[Annotation data with points]
— BEGIN —
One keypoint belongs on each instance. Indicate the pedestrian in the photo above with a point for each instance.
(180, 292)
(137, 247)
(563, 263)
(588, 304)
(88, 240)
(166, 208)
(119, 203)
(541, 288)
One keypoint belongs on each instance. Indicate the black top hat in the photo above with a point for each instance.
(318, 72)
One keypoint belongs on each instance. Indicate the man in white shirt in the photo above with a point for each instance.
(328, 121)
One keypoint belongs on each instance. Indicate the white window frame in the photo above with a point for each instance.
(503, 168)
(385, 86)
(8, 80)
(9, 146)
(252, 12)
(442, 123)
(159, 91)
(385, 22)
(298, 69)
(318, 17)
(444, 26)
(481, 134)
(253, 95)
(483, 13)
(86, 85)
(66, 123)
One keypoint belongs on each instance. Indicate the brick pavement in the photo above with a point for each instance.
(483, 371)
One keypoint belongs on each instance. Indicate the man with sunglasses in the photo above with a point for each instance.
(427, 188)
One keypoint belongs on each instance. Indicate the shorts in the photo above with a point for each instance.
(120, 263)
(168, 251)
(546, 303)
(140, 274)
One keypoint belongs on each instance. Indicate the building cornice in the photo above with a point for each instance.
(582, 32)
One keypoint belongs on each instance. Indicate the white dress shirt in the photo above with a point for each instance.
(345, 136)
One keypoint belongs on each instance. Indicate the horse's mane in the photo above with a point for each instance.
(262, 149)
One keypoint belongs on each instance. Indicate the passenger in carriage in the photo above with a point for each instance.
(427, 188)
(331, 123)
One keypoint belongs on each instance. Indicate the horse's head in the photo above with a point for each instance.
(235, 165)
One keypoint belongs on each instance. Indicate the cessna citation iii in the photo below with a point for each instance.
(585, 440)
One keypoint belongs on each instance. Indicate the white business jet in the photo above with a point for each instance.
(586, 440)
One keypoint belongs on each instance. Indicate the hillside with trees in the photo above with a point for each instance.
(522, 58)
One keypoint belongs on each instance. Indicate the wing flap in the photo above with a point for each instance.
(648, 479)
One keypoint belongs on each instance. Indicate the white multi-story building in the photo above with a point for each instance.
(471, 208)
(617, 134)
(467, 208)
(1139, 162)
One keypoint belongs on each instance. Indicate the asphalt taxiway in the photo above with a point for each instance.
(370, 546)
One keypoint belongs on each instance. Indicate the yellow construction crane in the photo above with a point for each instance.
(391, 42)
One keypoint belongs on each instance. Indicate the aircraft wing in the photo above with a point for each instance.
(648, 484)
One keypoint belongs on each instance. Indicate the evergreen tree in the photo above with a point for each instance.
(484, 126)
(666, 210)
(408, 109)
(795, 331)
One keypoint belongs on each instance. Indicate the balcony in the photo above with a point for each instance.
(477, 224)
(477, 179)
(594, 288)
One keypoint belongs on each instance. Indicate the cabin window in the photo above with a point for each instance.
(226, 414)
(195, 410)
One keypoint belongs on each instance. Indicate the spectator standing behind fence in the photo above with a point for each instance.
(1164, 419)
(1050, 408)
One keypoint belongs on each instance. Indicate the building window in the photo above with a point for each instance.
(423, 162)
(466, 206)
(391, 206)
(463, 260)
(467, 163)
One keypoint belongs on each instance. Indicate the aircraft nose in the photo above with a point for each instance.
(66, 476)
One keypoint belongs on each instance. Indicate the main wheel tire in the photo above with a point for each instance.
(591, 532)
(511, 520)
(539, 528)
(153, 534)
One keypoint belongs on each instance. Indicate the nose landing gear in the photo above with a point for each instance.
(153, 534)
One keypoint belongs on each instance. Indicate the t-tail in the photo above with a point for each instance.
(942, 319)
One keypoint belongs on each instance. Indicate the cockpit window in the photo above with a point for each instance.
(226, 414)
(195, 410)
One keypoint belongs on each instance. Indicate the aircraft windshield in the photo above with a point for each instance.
— END —
Please reproduce every one of the records above, line for line, with no changes.

One keypoint belongs on each instance. Indicate the pedestrian in the photo above with a point for each instance.
(180, 292)
(137, 247)
(563, 263)
(588, 304)
(88, 240)
(166, 208)
(119, 203)
(541, 288)
One keypoint belongs on each instance. Indicate the black top hat in the photo above with a point for each instance.
(318, 72)
One keypoint belongs on each instance. Indicate the man in white shirt in the photo above with a point for each instance.
(328, 121)
One keypoint belongs on each instance. Indicate the white window frame in the photo above with a point for each instance.
(503, 168)
(385, 86)
(8, 80)
(9, 146)
(252, 12)
(442, 123)
(159, 91)
(385, 22)
(298, 69)
(318, 17)
(444, 26)
(481, 134)
(253, 95)
(483, 13)
(86, 85)
(66, 123)
One keypoint belongs on each instance. Indicate the brick pavement in the photo above with a point for each instance.
(483, 371)
One keypoint belongs on each instance. Indicate the man with sunglasses in the photo above with a point for each instance.
(427, 188)
One keypoint belongs on each instance. Indicate the shorts in the photo above with a point for each instance.
(120, 263)
(168, 251)
(546, 303)
(140, 274)
One keypoint belongs on each instance. Indicate the building cornice in the photo above with a point for each instance.
(582, 32)
One keypoint belongs on each instance. Indicate the white dress shirt in the photo above with a point for each instance.
(345, 136)
One keypoint belongs on each instance. Indicate the horse's mane in the photo above with a point for each instance.
(262, 149)
One keypoint belongs on each instance. Indicate the passenger in carriage in the photo above with a point for each instance.
(427, 188)
(331, 123)
One keypoint belongs on each instance. Indicate the horse's head in the photo above with a point for each instance.
(235, 165)
One keypoint belongs on each instance. Indicate the cessna citation iii in the photo below with a point for each instance.
(585, 440)
One keypoint belongs on each instance. Indicate the white business jet in the photo above with a point for each instance.
(586, 440)
One keypoint belongs on each instance. Indicate the hillside with trees in the photo above with a point for each instance.
(522, 58)
One keypoint belongs on each instance. Indicate the wing flap in the photo above with a point for each instance.
(648, 479)
One keypoint belongs on each instance. Indicate the white multi-story building in the photo above with a point for each instance.
(471, 208)
(617, 134)
(467, 208)
(1139, 162)
One keypoint belongs on each instance. Indicate the asphalt taxiway in the photo above with a point for each instance.
(370, 546)
One keypoint belongs on each instance. Indicate the yellow construction crane in the photo above with a point for each instance.
(391, 42)
One keypoint belongs on each instance. Indicate the aircraft wing in the photo above with a point for each instance.
(648, 484)
One keypoint belongs on each instance. Indicate the evergreen tree in the photo above with a point for each instance.
(484, 126)
(666, 210)
(408, 109)
(795, 331)
One keypoint belongs on each instance. Indicate the balcony in the photo above with a point for each instance.
(477, 224)
(477, 179)
(594, 288)
One keypoint belongs on each instance. Indicate the cabin window in the photo above with a point for each instance.
(226, 414)
(195, 410)
One keypoint belongs on each instance. Indicate the spectator standing behind fence in the photo above with a point for each instance.
(1164, 419)
(1050, 408)
One keypoint belongs on each instance. Indicate the building window in the photo above with a point for each instance.
(423, 162)
(466, 206)
(391, 206)
(463, 260)
(467, 163)
One keypoint belongs on each instance. Indicate the aircraft nose in the photo above with a point for each instance.
(66, 476)
One keypoint belongs on each instance. Indicate the main wheel tire in the photo above with a point for each instance.
(591, 532)
(511, 520)
(539, 528)
(153, 534)
One keypoint belongs on each instance. Indicate the nose landing gear in the photo above with a point for each instance.
(153, 534)
One keypoint belongs on each instance. Indicate the t-tail in the photo above with a point for each instance.
(942, 319)
One keypoint belongs on each instance. Indicate the cockpit window in the photo above with a point for each instance.
(226, 414)
(195, 410)
One keypoint belongs on each instance. Indicate the aircraft windshield in the photo above with a point for each instance.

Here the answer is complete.